What is needed is an exact copy of the entries below, from the line that contains "Task: annotate the black picture frame." through the final line, both included, and nothing else.

— begin STORED RECORDS —

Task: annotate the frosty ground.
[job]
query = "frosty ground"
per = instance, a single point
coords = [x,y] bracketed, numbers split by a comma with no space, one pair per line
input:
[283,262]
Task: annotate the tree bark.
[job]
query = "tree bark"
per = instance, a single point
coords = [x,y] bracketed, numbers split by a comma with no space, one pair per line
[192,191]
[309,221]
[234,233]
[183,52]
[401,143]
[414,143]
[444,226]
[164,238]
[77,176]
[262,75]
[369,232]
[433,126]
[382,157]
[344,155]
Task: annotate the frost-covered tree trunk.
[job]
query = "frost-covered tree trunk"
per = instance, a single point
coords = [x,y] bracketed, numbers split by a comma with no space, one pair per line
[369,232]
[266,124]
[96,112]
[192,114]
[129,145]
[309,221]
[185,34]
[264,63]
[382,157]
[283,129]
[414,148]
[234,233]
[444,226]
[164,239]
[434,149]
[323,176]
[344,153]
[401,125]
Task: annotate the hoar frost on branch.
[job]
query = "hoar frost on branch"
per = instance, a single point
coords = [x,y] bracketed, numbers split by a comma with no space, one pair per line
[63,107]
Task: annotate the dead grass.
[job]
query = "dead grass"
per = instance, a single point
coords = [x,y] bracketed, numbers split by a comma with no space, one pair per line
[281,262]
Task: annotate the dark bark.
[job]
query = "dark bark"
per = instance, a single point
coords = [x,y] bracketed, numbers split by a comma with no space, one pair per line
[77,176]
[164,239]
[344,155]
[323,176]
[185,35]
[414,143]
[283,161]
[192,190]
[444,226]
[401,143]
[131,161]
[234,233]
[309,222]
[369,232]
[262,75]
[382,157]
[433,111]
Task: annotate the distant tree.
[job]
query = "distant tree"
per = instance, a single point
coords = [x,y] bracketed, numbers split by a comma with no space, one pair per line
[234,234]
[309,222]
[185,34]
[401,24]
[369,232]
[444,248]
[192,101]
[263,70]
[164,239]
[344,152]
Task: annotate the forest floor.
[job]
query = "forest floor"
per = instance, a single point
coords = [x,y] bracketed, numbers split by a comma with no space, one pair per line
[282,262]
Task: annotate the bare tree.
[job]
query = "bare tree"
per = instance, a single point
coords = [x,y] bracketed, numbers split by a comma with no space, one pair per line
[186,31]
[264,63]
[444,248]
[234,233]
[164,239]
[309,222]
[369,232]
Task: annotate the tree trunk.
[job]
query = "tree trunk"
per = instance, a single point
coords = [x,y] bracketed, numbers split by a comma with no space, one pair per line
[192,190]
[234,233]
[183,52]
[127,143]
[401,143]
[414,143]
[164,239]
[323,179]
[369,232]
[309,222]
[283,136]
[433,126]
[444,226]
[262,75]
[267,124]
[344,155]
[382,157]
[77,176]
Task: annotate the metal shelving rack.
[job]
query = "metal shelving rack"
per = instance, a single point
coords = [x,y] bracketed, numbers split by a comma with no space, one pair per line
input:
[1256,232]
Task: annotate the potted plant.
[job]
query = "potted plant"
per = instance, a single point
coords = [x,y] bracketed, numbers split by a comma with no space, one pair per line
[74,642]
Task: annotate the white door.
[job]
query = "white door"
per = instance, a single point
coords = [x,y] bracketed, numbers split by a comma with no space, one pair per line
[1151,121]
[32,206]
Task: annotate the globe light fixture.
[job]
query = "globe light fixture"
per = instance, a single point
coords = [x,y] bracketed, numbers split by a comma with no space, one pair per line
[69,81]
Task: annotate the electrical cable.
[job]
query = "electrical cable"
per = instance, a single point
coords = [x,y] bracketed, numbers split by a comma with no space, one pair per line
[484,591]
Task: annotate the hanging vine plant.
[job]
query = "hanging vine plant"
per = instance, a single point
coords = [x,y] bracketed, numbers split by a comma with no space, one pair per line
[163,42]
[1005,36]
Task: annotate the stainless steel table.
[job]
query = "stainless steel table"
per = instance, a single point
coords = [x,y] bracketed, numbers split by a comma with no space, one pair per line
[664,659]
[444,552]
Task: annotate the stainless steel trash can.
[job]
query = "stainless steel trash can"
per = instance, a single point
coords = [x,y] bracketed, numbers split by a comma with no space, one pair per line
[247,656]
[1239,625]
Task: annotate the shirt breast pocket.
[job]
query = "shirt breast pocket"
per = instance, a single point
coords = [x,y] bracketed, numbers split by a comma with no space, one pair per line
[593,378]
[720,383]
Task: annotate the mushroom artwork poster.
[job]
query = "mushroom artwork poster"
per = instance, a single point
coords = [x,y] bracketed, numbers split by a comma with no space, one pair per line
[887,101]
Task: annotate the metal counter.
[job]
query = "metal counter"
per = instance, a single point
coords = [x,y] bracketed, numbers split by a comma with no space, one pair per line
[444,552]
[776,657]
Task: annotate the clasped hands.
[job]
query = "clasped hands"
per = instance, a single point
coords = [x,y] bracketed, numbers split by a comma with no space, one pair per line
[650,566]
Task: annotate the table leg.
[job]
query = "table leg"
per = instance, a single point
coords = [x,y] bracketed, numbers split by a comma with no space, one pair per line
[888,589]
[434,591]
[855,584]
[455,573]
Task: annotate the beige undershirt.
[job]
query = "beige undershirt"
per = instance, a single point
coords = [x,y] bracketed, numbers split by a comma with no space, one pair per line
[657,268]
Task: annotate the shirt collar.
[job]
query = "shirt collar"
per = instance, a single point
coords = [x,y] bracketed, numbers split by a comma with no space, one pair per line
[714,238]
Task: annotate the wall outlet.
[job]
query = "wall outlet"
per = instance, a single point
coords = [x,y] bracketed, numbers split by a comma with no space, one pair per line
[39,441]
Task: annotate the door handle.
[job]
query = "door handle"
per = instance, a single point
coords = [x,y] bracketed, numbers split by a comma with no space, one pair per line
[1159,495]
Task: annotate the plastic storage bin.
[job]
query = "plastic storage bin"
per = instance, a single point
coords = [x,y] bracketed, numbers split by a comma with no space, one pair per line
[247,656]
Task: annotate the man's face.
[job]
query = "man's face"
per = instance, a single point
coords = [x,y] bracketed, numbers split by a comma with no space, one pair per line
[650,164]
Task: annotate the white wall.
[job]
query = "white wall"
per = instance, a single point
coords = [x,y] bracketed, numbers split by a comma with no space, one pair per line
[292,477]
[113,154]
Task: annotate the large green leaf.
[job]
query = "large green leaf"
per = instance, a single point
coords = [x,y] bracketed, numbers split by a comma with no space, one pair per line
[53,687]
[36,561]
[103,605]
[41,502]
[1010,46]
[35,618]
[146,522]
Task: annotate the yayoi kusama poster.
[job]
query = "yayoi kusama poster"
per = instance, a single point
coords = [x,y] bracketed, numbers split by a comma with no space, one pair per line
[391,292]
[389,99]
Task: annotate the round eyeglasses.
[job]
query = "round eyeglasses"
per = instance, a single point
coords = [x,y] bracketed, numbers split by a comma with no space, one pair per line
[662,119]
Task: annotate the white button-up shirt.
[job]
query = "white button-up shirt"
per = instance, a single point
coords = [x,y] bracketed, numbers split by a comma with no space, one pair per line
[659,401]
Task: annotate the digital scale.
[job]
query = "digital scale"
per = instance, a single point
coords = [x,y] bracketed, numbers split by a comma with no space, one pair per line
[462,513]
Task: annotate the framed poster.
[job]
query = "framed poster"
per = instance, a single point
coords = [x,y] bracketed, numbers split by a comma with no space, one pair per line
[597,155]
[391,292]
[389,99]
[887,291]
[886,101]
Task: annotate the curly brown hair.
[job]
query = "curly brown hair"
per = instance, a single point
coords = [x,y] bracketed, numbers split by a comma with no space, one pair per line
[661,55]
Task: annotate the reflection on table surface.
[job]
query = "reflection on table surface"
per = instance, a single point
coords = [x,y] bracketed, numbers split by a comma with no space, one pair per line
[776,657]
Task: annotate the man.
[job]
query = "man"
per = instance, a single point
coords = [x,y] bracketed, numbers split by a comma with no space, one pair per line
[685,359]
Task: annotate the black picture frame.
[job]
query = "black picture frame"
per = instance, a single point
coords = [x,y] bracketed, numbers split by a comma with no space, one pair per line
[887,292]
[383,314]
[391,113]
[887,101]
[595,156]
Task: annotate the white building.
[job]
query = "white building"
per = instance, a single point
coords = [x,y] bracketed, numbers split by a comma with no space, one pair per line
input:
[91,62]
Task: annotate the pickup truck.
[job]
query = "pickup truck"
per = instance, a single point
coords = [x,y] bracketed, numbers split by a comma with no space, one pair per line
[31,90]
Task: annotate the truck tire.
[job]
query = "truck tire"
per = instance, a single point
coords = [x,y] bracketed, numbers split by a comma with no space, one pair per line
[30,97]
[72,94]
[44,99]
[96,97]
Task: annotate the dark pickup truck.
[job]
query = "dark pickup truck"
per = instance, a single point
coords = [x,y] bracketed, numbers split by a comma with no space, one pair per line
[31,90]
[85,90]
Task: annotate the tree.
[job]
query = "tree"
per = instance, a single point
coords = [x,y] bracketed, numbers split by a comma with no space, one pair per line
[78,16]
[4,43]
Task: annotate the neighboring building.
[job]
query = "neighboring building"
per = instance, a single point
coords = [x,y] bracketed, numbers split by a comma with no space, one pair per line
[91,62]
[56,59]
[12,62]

— end STORED RECORDS —

COMPLETE OUTPUT:
Task: annotate the black picture frame.
[job]
query = "black picture frame"
per = instance, a single point
coords = [x,y] bracketed, numbers split by a comma with no space, one pair per line
[887,292]
[383,314]
[391,113]
[887,101]
[595,156]
Task: annotate the white building.
[job]
query = "white building"
per = instance, a single point
coords = [x,y] bracketed, numbers split by a comma with no space, one pair per line
input:
[91,62]
Task: annotate the pickup truck.
[job]
query = "pickup truck"
per = instance, a single point
coords = [x,y] bracketed, numbers split by a comma with no space, one pair per line
[31,90]
Task: annotate the truck tire.
[job]
query = "truck tire"
per = instance, a single point
coords = [x,y] bracketed, numbers split by a comma with no space, one pair per line
[30,97]
[72,94]
[44,99]
[96,97]
Task: annotate the dark pickup truck.
[job]
query = "dark pickup truck"
per = instance, a single point
coords = [x,y] bracketed, numbers split by a comma with no space, one pair per line
[31,90]
[85,90]
Task: annotate the tree.
[job]
query = "tree"
per = instance, a single point
coords = [x,y] bracketed, numbers split by a comma with no space, one pair per line
[78,16]
[4,43]
Task: annotate the neighboring building.
[job]
query = "neighboring building"
per = instance, a single point
coords = [x,y] bracketed, numbers split by a comma with no space, one pair per line
[91,62]
[56,59]
[12,62]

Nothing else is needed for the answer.